DATA TO PROCESS =>
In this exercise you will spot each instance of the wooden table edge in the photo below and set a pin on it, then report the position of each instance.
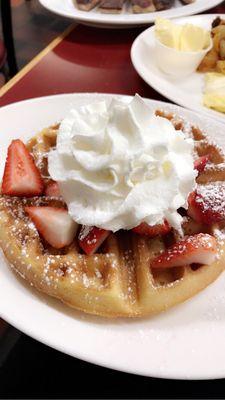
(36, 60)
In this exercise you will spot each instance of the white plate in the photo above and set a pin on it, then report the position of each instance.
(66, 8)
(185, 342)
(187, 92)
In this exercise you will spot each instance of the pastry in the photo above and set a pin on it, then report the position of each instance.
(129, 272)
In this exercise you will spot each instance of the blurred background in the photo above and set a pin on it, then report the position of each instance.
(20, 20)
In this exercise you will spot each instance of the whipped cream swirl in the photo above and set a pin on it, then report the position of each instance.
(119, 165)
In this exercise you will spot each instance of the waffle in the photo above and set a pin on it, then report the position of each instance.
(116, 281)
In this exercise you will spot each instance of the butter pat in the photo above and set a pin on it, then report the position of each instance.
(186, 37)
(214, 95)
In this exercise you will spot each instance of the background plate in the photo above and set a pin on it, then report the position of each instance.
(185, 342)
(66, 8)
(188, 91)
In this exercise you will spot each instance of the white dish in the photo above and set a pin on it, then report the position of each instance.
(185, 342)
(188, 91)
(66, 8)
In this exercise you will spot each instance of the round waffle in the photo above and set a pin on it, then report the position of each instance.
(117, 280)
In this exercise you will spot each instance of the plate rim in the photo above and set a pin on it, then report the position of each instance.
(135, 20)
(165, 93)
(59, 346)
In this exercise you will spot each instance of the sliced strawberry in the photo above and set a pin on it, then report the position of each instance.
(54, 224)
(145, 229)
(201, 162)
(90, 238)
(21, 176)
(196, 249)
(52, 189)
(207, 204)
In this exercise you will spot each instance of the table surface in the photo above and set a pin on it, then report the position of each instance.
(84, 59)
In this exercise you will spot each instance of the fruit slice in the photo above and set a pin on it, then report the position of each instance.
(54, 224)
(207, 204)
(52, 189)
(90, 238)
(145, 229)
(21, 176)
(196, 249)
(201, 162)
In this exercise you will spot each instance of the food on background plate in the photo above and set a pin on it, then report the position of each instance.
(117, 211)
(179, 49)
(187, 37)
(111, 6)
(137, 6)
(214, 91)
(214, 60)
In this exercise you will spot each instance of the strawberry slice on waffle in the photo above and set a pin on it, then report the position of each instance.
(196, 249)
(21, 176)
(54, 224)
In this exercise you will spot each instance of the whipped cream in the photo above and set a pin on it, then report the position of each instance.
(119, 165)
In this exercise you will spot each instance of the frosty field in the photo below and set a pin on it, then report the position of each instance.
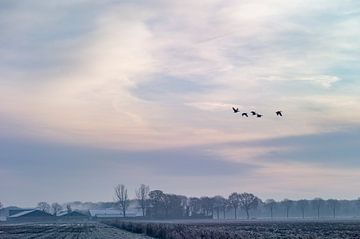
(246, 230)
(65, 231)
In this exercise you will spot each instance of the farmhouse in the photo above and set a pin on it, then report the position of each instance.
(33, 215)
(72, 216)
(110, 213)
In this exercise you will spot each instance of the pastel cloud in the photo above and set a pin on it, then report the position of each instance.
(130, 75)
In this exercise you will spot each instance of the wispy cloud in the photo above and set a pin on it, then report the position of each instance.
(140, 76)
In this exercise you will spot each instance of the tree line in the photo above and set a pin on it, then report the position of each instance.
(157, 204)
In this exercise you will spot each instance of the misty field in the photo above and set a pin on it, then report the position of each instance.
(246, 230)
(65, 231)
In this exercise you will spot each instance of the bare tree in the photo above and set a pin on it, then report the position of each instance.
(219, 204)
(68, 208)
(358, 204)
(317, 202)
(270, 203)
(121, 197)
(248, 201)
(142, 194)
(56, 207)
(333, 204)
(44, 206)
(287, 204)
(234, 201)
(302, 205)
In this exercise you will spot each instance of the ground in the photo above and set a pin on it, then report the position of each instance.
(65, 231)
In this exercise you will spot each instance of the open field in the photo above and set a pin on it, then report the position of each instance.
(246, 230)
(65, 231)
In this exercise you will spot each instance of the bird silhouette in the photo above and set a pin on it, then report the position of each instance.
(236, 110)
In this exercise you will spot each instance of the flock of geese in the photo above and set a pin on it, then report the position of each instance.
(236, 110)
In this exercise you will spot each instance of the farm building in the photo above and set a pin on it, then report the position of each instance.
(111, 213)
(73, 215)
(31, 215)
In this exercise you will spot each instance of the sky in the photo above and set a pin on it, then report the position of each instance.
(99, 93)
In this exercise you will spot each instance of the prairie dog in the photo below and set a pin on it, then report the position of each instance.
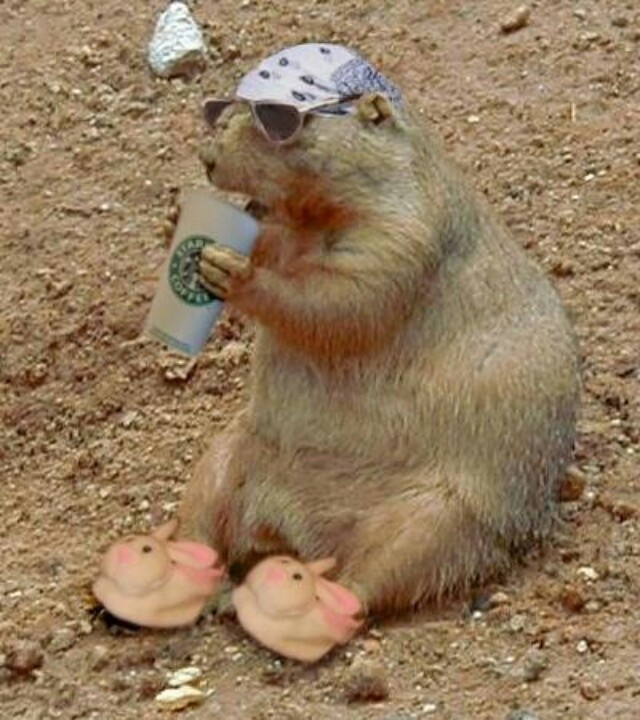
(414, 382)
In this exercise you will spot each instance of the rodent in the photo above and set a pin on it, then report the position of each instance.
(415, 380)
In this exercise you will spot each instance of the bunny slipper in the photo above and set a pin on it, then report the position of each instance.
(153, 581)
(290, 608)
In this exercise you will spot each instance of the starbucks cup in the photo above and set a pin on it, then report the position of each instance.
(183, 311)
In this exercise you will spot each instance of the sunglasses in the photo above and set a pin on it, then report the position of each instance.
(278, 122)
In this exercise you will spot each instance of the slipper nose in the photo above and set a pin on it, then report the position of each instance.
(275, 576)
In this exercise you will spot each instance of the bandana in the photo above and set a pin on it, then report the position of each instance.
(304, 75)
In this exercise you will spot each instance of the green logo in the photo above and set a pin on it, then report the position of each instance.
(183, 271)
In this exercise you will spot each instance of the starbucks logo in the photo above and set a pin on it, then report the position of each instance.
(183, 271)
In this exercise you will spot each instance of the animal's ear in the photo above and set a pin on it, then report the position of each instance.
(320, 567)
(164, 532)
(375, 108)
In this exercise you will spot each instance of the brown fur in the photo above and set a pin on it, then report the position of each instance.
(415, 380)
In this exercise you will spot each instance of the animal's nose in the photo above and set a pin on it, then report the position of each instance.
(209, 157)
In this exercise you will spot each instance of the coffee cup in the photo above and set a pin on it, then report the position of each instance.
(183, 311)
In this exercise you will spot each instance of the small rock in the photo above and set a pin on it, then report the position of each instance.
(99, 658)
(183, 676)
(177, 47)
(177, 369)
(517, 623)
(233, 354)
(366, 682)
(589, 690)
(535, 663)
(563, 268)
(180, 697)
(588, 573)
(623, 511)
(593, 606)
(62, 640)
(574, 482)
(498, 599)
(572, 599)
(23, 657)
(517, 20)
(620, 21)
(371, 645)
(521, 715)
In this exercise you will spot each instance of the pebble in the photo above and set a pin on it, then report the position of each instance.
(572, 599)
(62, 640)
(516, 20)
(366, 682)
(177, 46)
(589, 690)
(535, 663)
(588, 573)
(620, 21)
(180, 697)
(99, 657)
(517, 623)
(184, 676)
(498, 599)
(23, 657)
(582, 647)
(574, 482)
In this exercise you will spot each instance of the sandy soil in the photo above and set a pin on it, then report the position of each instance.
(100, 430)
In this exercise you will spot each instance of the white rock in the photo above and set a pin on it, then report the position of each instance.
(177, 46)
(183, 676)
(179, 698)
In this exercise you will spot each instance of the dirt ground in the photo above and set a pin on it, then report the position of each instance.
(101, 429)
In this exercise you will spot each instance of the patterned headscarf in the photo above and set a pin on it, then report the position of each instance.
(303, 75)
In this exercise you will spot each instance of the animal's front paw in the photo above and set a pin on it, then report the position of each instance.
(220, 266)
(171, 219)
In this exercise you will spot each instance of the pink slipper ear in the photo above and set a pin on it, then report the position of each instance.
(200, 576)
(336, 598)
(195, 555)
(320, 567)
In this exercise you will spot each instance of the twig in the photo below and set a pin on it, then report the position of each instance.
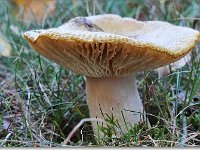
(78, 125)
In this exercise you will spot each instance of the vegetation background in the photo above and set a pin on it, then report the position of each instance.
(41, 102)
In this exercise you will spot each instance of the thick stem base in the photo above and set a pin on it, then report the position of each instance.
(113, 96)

WHAT YOU SHOULD DO => Rewrite the records from the line containing "In this exercise you will spot each instance of the thick" through the end of the records, replacing "thick stem base" with "woody stem base" and keeping everything else the same.

WRITTEN ANSWER =>
In this exercise you will spot each instance of the woody stem base in the photo above and set a pin on it, then report the position of each instance.
(113, 96)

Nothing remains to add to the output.